SELECTED EXTRACT:
== == ==

Trump then went to war with Twitter, declaring himself the victim of unfair censorship after the company flagged a couple of his tweets about mail-in voting as untrue—a first for Twitter. Trump blew a gasket, issuing an executive order designed to hobble the liability protections for tech companies. And in a clear admission of the authoritarian leader he would become in a second term, Trump said he would shut Twitter down "if it were legal." It’s not, yet. But given a second term, Trump would clearly use the force of law discriminately to satisfy himself, just like dictators do.
Trump also pressed forward with his war on wearing masks in public—a position so ludicrously out of step with public opinion that even Senate Republicans tried to tiptoe away from him.
You may have noticed that none Trump's three main initiatives this week had anything to do with the nation's grim coronavirus milestone or the senseless killing of George Floyd or Breonna Taylor or countless other people of color. That's because Trump hid from the 100,000 pandemic deaths on his watch while promoting state-sponsored violence against the Minneapolis protesters. One instance was a vacuum of leadership, the other was a clear call to arms against noncompliant people of color and anyone supporting them. As Florida Rep. Val Demings told MSNBC Friday, "America is on fire and the president of the United States is walking around with gasoline."
Both instances teed up Joe Biden to do what anyone capable of real leadership would do: console the country, grieve with it, and light the way to a better future for everyone. In particular, Black Americans and other people of color who have suffered systemic racism since the nation's founding needed to hear a voice of authority grapple with bringing justice to centuries of persecution.
"The pain is too immense for one community to bear alone," Biden said in an online address Friday afternoon, calling on "every American" to take up the cause of justice for people of color. "With our complacence, our silence, we are complicit in perpetuating these cycles of violence."
Biden also stepped up where Trump wouldn't on the pandemic, promising heartbroken Americans the day would come "when the memory of your loved one will bring a smile to your lips before it brings a tear to your eyes." As my Daily Kos colleague Jen Hayden wrote, "If you've forgotten what presidential looks like, watch Joe Biden's heartfelt tribute to 100,000 lives lost."
America has forgotten what presidential looks like because Trump has bombarded the country with nothing but minute-by-minute reminders of how utterly unfit he is for office and just how dreadfully low humanity can sink. Biden offered the polar opposite this week, starting with the simple act of showing up to do the job when times got tough.
The obvious contrast between the two men could be one reason that Trump's approvals are taking a beating, that independents and older voters are souring him, and that he's falling behind in nearly every battleground state. Just take a look.
As of Wednesday, according to Civiqs data, Trump is now at a 17-point deficit in approvals with indies after being at only a 5-point deficit around mid-March.
Political strategists often say that voters' attitudes about the economy are baked in by the end of the second quarter. It's possible that Trump is baking in attitudes about his unfitness for office right now that will be nearly impossible for him to shake in the lead up to the election. Let's just say, it going to take one hell of a third quarter to undo the damage Trump is doing to himself and the Republican party right now.

== == ==

Image point grounding data
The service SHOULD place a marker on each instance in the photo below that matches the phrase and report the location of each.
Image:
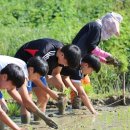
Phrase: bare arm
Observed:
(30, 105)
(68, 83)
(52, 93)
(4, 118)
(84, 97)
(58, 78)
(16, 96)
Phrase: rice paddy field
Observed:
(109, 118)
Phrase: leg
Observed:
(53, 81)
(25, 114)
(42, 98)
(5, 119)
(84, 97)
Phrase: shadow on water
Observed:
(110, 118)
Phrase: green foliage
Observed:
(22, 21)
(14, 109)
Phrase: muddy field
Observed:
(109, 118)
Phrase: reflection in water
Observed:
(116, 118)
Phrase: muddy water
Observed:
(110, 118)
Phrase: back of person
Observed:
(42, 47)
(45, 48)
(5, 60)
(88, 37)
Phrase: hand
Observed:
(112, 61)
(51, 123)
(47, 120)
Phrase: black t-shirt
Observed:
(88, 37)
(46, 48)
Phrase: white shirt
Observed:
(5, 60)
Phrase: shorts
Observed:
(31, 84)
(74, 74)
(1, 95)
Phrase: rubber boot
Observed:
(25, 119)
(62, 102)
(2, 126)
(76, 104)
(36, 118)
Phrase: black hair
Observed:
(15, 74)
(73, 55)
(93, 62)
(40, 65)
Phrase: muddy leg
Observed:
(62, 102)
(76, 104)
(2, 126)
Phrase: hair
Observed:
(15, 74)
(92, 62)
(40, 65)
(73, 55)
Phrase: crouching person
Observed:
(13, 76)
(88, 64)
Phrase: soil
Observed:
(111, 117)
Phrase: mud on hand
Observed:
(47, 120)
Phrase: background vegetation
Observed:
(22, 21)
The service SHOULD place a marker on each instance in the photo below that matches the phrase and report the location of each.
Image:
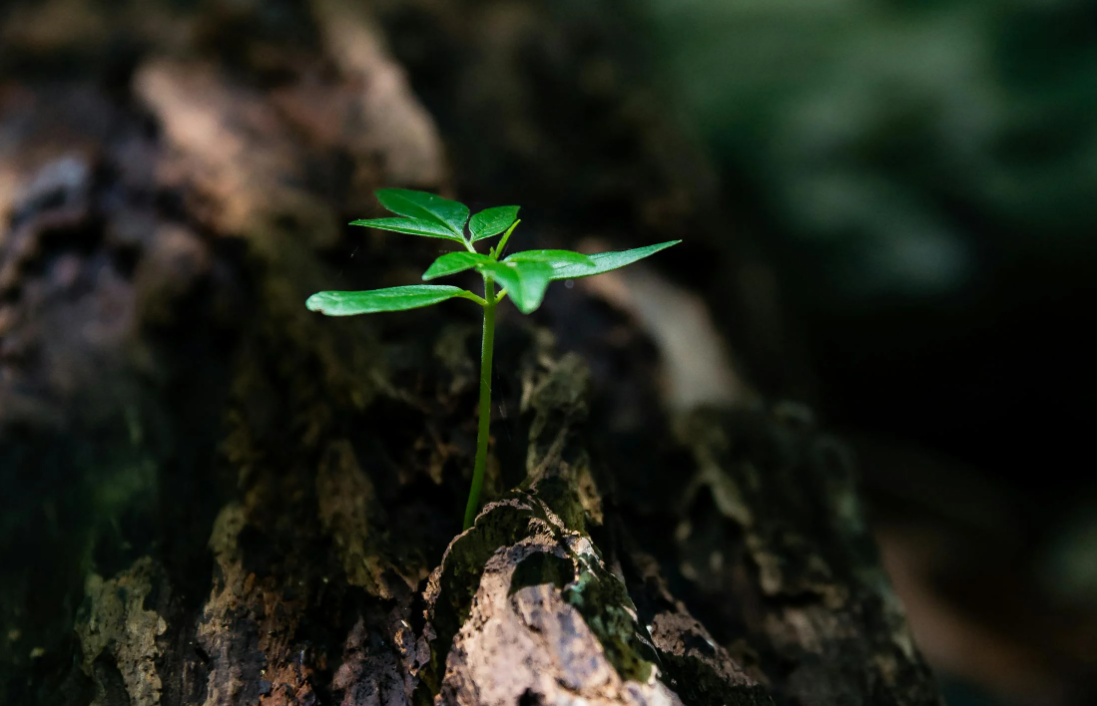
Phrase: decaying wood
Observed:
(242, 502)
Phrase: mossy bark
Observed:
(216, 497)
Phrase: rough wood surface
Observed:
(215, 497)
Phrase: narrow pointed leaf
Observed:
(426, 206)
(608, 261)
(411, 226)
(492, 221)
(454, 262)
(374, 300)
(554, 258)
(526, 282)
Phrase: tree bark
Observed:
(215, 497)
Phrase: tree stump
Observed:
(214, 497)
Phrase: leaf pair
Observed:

== == ==

YOUR INSTRUCTIONS:
According to the commentary on Trump and Biden above, how large was Trump's approval deficit with independents as of Wednesday, based on Civiqs data?

ANSWER TO THIS TASK:
17 points